- VORLIEGENDER TEXT:
Interessierst Du Dich für Fotos im Stil der 90er Jahre? Das trifft sich gut, denn da bin ich Expertin: In den 1990ern verbrachte ich meine Grundschulzeit und die ersten Teenagerjahre!
1990 fiel die Mauer, Deutschland war wieder vereint. Ich kam in die erste Klasse und war ganz vernarrt in das “Pfief-Lied”, wie ich es nannte, also “Wind of Change” von den Scorpions. Dieser Wind der Veränderung war auch in der Gesellschaft zu spüren. Es herrschte das Gefühl vor, dass alles möglich war und einem die ganze Welt offen stand.
Zukunftsängste? Gab es nicht!
Grenzen? Fiktive Linien, die überschritten werden wollten, um neue Welten zu erkunden.
Subkulturen? Dazu da, um sich selbst auszutesten.
“Man hatte noch viel mehr Möglichkeiten und Freiheiten, sich selbst auszuprobieren und das Leben zu feiern”, schreibt Sebastian Lehmann in “Ich war jung und hatte das Geld”. Noch nie zuvor war die Vielfalt von Subkulturen, die friedlich nebeneinander existierten, größer als in den 90er Jahren. Nur eine Gruppierung mochte keiner: die Neonazis.

(Gespeicherte Dateneinträge)
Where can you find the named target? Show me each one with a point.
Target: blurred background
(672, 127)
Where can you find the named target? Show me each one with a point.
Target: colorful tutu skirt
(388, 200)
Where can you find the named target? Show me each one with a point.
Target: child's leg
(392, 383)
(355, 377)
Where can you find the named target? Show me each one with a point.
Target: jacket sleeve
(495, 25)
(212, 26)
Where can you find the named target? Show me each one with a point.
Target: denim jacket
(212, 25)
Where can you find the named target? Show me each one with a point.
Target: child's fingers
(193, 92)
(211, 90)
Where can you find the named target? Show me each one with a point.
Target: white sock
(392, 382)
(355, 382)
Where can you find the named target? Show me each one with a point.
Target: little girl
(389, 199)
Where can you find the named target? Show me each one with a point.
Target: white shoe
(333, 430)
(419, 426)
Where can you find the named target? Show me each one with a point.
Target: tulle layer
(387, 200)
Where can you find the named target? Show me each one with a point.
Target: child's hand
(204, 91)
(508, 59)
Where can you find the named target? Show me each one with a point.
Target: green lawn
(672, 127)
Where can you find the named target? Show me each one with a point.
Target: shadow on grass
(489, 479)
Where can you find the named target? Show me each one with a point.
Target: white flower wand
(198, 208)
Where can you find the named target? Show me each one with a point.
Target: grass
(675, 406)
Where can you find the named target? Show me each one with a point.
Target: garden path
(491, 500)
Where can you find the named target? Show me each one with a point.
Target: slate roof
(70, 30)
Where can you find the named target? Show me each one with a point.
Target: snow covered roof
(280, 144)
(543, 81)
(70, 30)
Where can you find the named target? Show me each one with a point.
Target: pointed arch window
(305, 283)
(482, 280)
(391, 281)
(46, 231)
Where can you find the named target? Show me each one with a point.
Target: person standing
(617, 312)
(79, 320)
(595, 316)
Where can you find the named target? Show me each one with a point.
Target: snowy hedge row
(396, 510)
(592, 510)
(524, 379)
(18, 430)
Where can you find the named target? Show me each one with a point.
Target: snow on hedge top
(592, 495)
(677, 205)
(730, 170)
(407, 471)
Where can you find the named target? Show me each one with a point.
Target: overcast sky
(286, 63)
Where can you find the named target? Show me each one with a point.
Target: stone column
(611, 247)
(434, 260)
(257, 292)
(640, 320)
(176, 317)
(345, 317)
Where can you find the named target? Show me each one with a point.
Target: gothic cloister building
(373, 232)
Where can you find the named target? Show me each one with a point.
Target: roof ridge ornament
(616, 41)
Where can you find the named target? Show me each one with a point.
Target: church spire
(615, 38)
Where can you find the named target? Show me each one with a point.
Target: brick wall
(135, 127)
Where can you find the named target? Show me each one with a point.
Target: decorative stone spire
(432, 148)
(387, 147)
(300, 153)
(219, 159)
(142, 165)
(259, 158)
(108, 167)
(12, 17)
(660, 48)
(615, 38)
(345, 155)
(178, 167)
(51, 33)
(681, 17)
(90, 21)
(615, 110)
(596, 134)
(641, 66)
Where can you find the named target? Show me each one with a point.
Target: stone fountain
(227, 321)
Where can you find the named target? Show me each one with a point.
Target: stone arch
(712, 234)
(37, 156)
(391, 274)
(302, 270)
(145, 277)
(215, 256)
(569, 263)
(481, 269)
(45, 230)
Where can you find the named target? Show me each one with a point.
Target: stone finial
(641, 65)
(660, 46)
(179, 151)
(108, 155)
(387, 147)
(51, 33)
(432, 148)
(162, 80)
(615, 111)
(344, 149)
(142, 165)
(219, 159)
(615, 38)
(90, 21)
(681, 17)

- ÜBUNGSAUFGABEN:
(A) Liste alle Zeilen der Datensätze auf, in denen das Wort „child“ vorkommt.
(B) Schreibe den Text über die 90er Jahre im Anschluss an seinen letzten Satz weiter.
Der Text über die 90er Jahre und die Datensätze sind voneinander getrenntes Material.

- LÖSUNGEN DER ÜBUNGEN:
(A)
Target: child's leg
Target: child's fingers
Target: child's hand

(B)
Denn keine in Deutschland lebende Generation wurde derart “multi-kulturell” sozialisiert wie heutige Jugendliche [der 90er]. Die Ablehnung von Neonazis und Rassismus ist ein zentraler Image-Wert fast aller gegenwärtigen Jugend(musik)kulturen von Punk und HipHop über Hardcore und Grunge bis zu House und Techno. Acht von zehn Jugendlichen wollen mit Rechtsradikalen und Gewalttätern nichts zu tun haben (SHELL-Studie, 1997; nach Farin 1998: 12)
Schade, dass sich dieser Zeitgeist nicht erhalten hat. Ich muss ganz ehrlich sagen: Bei den Entwicklungen der 2020er Jahre stellen sich mir die Nackenhaare auf! Aber das ist ein anderes Thema. Schnell zurück in die 90er Jahre…
||||| 1990er Jahre: Multi-Kulti |||||
Die Mode der 90er Jahre
Der 90er-Style war preppy und schrill. Er war R’n’B, Pop, Grunge und Techno vereint. Besonders beliebt waren kurze, enge Tops und Kleider, Miniröcke, Latzhosen, Slip Dresses (wahlweise auch über T-Shirts), Karo-, Leo-Muster und Schlangenprints. Viel bauchfrei, manchmal nur ein zum Dreieck gefaltetes Tuch, das im Rücken verknotet wurde. Piercings und Tätowierungen wurden salonfähig. Eine Weile lang waren Tribals der Renner, besonders über dem Po. Letzteres hatte dann aber bald den Ruf, “billig” zu wirken und wurde verächtlich “Ar***geweih” getauft.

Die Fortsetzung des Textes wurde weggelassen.